Write out all the data again, exactly as it stands.

(Location annotation dataset excerpts)

--

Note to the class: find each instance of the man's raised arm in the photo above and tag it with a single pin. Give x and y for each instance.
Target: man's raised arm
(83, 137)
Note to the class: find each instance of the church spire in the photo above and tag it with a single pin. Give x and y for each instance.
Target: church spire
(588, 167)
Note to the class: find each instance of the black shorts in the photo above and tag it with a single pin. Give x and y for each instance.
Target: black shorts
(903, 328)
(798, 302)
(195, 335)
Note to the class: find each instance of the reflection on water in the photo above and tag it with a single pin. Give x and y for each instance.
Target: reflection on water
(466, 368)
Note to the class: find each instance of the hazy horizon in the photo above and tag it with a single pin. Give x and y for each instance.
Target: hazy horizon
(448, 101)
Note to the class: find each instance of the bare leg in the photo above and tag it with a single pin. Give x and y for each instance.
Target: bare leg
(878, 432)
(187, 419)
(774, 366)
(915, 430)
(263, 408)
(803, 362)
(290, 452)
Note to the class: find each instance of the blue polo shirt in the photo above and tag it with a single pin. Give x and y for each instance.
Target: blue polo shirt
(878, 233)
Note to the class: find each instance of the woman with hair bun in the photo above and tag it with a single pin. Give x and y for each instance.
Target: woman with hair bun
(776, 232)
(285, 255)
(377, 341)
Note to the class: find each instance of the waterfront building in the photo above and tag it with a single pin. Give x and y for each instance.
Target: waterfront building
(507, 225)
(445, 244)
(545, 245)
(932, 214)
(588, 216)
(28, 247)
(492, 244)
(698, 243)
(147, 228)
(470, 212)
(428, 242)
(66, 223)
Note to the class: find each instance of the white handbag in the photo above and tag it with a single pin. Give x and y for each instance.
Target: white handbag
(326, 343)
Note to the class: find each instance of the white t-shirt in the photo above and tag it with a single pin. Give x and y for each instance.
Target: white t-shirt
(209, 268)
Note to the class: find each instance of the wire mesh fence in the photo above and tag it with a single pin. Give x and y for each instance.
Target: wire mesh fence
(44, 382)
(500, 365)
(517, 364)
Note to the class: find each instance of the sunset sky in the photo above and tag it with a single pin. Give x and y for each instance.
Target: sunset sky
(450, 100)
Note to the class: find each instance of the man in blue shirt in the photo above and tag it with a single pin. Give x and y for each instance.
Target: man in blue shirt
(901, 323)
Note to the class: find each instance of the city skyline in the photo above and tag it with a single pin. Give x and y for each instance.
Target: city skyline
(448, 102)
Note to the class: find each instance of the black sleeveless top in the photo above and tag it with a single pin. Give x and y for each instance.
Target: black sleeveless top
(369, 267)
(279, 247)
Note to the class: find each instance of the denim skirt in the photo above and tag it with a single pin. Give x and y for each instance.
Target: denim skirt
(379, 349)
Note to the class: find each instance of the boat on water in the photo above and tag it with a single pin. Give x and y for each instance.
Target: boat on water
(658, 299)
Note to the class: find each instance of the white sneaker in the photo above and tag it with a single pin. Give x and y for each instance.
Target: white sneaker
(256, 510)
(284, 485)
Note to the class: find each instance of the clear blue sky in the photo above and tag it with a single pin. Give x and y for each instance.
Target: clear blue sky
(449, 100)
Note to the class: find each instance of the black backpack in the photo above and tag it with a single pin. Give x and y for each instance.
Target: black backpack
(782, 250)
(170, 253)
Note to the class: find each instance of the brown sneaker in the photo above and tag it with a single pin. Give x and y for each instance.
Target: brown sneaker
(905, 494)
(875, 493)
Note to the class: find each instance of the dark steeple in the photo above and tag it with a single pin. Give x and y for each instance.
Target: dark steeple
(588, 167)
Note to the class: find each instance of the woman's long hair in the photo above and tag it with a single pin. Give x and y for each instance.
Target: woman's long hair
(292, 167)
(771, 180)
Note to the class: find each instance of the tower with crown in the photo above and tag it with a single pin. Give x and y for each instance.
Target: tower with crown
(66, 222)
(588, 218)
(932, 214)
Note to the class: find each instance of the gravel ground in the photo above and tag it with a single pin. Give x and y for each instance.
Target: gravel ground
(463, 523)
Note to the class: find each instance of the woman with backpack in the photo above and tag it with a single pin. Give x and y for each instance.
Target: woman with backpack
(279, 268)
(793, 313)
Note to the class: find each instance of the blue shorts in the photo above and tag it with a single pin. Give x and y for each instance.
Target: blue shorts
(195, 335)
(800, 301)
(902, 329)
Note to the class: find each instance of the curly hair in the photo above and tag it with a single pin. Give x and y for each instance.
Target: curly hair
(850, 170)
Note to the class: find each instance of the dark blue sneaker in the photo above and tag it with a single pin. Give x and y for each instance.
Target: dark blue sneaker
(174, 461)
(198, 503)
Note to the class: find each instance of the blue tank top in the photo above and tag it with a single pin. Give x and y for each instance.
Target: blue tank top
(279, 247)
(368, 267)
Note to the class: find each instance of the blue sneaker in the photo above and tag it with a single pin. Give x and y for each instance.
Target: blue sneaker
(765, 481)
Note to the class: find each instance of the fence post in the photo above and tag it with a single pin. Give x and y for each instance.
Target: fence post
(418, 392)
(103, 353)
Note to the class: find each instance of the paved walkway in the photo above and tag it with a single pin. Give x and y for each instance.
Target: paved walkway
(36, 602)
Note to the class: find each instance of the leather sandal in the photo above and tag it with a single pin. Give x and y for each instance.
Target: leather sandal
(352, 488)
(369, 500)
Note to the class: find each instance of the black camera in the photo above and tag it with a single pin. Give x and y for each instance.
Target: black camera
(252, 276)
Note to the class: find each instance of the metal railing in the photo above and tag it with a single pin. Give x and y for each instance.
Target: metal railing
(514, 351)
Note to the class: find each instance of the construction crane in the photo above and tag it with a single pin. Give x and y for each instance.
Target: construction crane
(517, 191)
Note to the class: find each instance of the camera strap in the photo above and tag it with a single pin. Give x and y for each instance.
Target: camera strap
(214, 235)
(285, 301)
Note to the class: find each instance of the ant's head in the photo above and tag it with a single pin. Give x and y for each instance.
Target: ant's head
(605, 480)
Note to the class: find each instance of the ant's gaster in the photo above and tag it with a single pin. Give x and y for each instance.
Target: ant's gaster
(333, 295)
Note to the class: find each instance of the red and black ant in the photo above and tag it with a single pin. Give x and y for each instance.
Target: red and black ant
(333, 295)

--

-- Task result --
Note to the class: find each instance of the man's raised arm in the photo above and tag it with a single pin. Give x and y for each instance.
Target: man's raised arm
(83, 137)
Note to the class: find each instance of the church spire in the photo above and tag it with a single pin. Give x and y for each instance.
Target: church spire
(588, 167)
Note to the class: find each instance of the black shorts in the photo above and tag it with a single pin. Give x and y for each instance.
Target: black shorts
(903, 328)
(798, 302)
(195, 335)
Note to the class: find each instance of the reflection on water in the photo above and tag it with a single pin. Give x and y for each instance.
Target: reflection on water
(466, 368)
Note to the class: find each instance of the hazy horizon in the photo above and tag it with a single pin. Give x and y for each instance.
Target: hazy horizon
(448, 101)
Note to the class: find each instance of the bare leg in the photo above and tag it with a single pin. Give x and y for each instance.
Target: bare leg
(878, 432)
(187, 419)
(774, 366)
(915, 430)
(263, 408)
(803, 362)
(290, 452)
Note to the class: find each instance of the blue polo shirt in the photo above and tag it with a single pin. Give x and y for each instance.
Target: blue polo shirt
(878, 233)
Note to the class: find each instance of the woman with hair bun in the photo above and tag it with a single pin. Give x and y for each instance.
Target: woman with hair bun
(776, 232)
(285, 255)
(377, 341)
Note to the class: find each instance of the waterfront building in the photo above and tag it with a single pin. Give x and y for each instance.
Target: waterfront building
(507, 225)
(445, 244)
(545, 245)
(932, 214)
(588, 216)
(28, 247)
(492, 244)
(698, 243)
(147, 228)
(470, 212)
(428, 242)
(66, 223)
Note to the class: find each instance of the white handbag in the photo above and tag it with a single pin. Give x and y for each instance.
Target: white handbag
(326, 343)
Note to the class: find each instance of the white t-shirt in the photo above and tag it with a single pin. Give x and y for each instance.
Target: white t-shirt
(209, 268)
Note to the class: find each instance of the wire mesh fence in the photo above and tag it with a single pin. Give x and y for each instance.
Target: wire mesh fence
(44, 382)
(500, 365)
(517, 364)
Note to the class: find each instance of the sunset sky in the photo above and tag it with a single pin. Give x and y for each instance.
Target: sunset sky
(450, 100)
Note to the class: find each instance of the man in blue shirt in the photo above and tag it with a single pin. Give x and y for each instance.
Target: man in blue shirt
(901, 323)
Note to the class: find each instance of the city skyline in the photo above and tag it with a single pin. Give x and y for each instance.
Target: city skyline
(448, 102)
Note to the class: find each instance of the black sleeveless top in the photo above and tag it with a single pin. Give x and y for each instance.
Target: black sleeveless top
(369, 267)
(279, 247)
Note to the class: find each instance of the denim skirt in the photo above and tag it with a single pin. Give x and y for each instance.
Target: denim skirt
(379, 349)
Note to the class: find each instance of the boat on water in the photo above and tag it with a single pin. Give x and y for each instance.
Target: boat on water
(658, 299)
Note to the class: find each instance of the white sneaker in the photo above and tag it with a single pin. Give x and y for each instance.
Target: white sneaker
(256, 510)
(284, 485)
Note to the class: find each instance of the clear blue sky in the photo above and tag it with a single pin. Give x and y for each instance.
Target: clear blue sky
(449, 100)
Note to the class: find each instance of the black backpack in the photo above and tag it with a single pin. Give x and y for each instance.
Target: black backpack
(782, 250)
(170, 253)
Note to the class: find each instance of the brown sneaker in the photo above and tag it with a single pin. Give x and y for each instance.
Target: brown sneaker
(905, 494)
(875, 493)
Note to the class: find each instance of the dark steeple in the photo above and tag it with a single pin. Give x and y for each instance.
Target: dark steeple
(588, 167)
Note to the class: find each instance of the woman's long hair in the photo above and tag it with a single pin. Give x and y for each instance.
Target: woman's long hair
(292, 167)
(771, 180)
Note to the class: find each instance of the tower with crown in the photo above and tag it with a single pin. Give x and y for each instance.
Target: tower with crown
(66, 222)
(588, 218)
(932, 214)
Note to the class: find each instance of the gravel ground in the photo above and tag it with a single pin. Give x and y for each instance.
Target: gravel ground
(463, 523)
Note to the class: find each instance of the woman with backpack in the photo above and tag it with a single pin. Give x and y for each instance.
Target: woman with backpack
(279, 268)
(793, 313)
Note to the class: find each instance of the blue shorts in the photo above and tag it with a single pin. Give x and y for each instance.
Target: blue shorts
(195, 335)
(800, 301)
(902, 329)
Note to the class: find each instance of the curly hair in the photo above and tag it with a single pin. Give x and y for each instance.
Target: curly hair
(850, 170)
Note to the class: find each instance of the dark blue sneaker in the photo above and tag it with a single pin. Give x and y for each instance.
Target: dark blue sneaker
(174, 461)
(198, 503)
Note to the class: find each instance of the blue tank top in the photo above and tag it with a single pin. Give x and y for each instance.
Target: blue tank top
(279, 247)
(368, 267)
Note to the class: find each instance of the blue sneaker in the photo above and tag it with a single pin. Give x and y for each instance.
Target: blue sneaker
(765, 481)
Note to the class: find each instance of the fence post in the photo above and tag it with a single pin. Give x and y for each instance.
Target: fence post
(418, 392)
(103, 353)
Note to the class: find each instance of the paved walkway in the photo above and tag it with a single pin. Give x and y for each instance.
Target: paved walkway
(36, 602)
Note to the class: find each instance of the leather sandal in the photo above and tag it with a single pin. Give x and y for each instance.
Target: leather sandal
(352, 488)
(369, 500)
Note to the class: find each instance of the black camera in the photo above and tag it with a single pin. Give x and y for each instance.
Target: black camera
(252, 276)
Note to the class: find each instance of the metal railing in the photo above and tag it with a single pin. Give x and y for each instance.
Target: metal railing
(514, 351)
Note to the class: find each instance of the construction crane in the photo above and tag it with a single pin. Give x and y for each instance.
Target: construction crane
(517, 191)
Note to the class: find each instance of the camera strap in the photo above and tag it with a single pin. Give x and y for each instance.
Target: camera strap
(214, 235)
(285, 301)
Note to the class: find each instance of the ant's head in the photo above and tag it with a single pin. Give x and y for each instance.
Target: ant's head
(605, 480)
Note to the class: find each instance of the ant's gaster in the photo above and tag it with a single pin. Give x and y for each instance.
Target: ant's gaster
(333, 295)
Note to the class: find each instance of the red and black ant in the photo above and tag it with a single pin. Give x and y for each instance.
Target: red and black ant
(333, 295)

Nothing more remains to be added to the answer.